Lay out the lines from the one with "Outline every instance of the blue sea." through the last of the rows as a Markdown table with the columns Number and Line text, skipping blank lines and leaving out the pictures.

*Records*

• • • • • • •

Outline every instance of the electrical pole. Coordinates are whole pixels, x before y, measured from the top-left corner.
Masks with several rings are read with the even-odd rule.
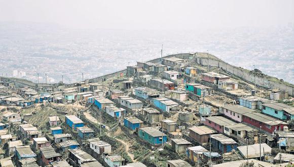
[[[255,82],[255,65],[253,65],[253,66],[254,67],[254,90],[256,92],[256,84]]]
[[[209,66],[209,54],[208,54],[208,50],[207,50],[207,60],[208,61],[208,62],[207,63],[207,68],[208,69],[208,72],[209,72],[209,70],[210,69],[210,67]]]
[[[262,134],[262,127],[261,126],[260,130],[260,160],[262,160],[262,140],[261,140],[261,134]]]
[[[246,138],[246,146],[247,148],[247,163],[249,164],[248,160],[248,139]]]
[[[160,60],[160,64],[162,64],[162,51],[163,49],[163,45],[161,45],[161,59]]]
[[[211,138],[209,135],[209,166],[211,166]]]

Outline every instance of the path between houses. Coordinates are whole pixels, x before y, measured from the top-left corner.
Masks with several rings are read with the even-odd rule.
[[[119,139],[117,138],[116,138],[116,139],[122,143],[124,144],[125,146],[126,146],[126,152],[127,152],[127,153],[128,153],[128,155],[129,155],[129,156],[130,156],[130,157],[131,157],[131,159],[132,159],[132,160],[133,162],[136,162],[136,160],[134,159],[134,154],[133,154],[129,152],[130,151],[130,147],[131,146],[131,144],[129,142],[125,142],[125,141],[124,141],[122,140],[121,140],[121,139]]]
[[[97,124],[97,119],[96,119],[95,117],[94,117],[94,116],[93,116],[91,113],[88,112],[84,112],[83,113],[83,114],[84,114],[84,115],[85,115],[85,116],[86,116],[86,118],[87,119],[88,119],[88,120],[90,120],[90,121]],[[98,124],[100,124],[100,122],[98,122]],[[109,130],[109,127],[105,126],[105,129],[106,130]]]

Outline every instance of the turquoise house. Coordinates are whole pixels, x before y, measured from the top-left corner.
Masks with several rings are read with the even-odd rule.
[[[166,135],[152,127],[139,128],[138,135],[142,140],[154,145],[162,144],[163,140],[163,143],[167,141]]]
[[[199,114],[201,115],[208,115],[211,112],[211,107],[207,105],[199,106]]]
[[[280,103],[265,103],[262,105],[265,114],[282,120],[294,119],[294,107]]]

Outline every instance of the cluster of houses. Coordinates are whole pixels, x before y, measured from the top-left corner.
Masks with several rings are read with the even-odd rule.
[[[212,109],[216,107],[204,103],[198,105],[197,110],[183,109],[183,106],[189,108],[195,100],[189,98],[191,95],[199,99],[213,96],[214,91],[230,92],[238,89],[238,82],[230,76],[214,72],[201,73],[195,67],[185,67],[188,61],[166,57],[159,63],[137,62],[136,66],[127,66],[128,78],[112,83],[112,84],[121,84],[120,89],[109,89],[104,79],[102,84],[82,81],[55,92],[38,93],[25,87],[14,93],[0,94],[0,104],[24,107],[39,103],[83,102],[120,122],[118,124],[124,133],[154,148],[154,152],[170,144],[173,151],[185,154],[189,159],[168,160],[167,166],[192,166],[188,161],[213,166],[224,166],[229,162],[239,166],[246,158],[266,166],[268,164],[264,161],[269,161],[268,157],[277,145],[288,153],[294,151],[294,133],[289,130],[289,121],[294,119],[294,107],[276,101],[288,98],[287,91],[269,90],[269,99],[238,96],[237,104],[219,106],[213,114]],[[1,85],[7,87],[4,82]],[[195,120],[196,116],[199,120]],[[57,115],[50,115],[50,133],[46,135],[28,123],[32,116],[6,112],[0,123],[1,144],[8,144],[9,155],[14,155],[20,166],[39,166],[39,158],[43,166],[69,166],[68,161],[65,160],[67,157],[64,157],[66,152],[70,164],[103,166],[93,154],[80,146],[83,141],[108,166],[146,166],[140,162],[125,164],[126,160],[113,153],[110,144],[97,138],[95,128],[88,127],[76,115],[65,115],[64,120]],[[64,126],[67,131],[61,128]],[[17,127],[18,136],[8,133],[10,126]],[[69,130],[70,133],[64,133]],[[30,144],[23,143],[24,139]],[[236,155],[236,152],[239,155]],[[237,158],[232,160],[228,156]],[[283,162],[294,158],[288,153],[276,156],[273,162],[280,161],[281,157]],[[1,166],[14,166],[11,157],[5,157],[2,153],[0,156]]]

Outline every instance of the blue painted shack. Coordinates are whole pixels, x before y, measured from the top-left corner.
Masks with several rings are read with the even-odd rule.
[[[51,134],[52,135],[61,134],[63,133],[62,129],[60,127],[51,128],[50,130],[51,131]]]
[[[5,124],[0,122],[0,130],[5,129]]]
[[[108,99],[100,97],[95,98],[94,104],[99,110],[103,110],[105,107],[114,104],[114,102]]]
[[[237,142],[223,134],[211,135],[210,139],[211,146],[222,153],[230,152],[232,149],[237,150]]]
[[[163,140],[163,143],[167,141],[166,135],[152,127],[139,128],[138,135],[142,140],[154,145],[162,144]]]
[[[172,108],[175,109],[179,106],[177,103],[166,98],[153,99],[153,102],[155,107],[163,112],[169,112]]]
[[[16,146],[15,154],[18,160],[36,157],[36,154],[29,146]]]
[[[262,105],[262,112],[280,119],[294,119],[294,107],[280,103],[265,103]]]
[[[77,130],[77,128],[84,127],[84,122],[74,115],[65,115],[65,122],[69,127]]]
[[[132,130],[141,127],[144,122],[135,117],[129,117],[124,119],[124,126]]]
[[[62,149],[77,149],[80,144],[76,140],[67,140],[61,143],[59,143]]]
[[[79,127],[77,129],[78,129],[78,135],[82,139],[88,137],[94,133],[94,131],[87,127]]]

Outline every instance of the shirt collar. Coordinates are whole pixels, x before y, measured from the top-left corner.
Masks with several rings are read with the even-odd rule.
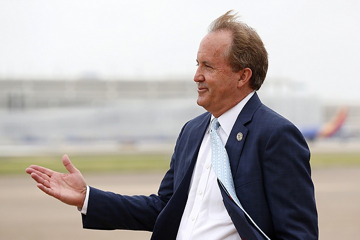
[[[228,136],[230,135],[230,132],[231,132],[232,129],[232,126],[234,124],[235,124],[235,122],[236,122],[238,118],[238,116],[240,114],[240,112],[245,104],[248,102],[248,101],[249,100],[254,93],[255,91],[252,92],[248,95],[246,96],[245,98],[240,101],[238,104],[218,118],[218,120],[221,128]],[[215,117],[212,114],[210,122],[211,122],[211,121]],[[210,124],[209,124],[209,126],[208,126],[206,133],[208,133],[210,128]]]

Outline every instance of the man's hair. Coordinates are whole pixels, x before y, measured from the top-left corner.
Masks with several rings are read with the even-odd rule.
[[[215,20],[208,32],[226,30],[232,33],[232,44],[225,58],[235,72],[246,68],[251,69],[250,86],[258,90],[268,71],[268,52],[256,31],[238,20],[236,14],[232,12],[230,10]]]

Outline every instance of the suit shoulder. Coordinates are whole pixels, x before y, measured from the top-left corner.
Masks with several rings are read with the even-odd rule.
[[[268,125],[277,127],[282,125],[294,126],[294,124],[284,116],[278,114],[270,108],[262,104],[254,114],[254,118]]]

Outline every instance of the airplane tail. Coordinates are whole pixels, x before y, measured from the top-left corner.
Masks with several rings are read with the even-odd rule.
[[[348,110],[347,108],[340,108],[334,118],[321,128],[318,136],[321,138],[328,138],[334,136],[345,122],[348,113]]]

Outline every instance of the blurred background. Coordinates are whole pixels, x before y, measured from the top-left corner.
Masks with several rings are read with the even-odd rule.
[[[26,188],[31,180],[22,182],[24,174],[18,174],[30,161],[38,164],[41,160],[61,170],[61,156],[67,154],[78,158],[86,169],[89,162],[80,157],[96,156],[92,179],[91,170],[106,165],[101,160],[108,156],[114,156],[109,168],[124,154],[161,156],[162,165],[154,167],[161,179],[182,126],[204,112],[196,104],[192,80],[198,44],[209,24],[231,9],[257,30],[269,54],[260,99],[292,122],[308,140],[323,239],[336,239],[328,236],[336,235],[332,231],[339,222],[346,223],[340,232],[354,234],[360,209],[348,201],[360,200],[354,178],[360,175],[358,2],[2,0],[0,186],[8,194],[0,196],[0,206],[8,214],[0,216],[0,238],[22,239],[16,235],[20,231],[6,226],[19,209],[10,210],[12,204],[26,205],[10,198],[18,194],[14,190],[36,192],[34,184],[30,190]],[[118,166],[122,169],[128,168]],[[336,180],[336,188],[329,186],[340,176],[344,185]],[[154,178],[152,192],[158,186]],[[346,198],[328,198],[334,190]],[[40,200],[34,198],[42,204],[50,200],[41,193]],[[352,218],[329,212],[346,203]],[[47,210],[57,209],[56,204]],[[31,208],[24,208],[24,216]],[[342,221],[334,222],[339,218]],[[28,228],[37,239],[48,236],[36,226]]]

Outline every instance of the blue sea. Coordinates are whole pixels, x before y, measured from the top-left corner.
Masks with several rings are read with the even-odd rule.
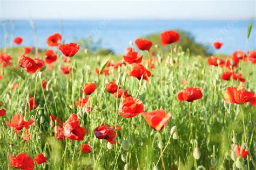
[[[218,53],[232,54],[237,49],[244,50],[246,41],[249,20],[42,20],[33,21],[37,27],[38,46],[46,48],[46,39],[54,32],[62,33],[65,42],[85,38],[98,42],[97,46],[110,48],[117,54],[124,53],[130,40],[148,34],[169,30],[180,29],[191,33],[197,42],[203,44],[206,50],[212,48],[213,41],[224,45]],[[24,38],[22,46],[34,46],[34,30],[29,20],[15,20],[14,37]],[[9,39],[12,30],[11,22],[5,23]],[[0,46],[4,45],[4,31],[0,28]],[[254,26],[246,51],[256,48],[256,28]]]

• • • • • • •

*Output*
| Number | Line text |
|---|---|
| 1 | Outline every instance of the blue sea. Coordinates are whole pixels, x before y, measured from the top-left corner. |
| 2 | Masks with several rings are read with the even-odd rule. |
| 3 | [[[218,53],[232,54],[237,49],[244,50],[246,41],[249,20],[42,20],[33,21],[37,27],[38,46],[46,48],[46,39],[54,32],[62,33],[65,42],[85,38],[98,42],[97,46],[110,48],[117,54],[124,53],[130,40],[148,34],[169,30],[180,29],[191,33],[197,42],[203,44],[206,50],[212,48],[213,41],[224,45]],[[24,38],[22,46],[34,46],[34,30],[29,20],[15,20],[14,37]],[[9,39],[12,30],[11,22],[5,23]],[[0,46],[4,45],[4,31],[0,28]],[[254,26],[246,51],[256,48],[256,28]]] |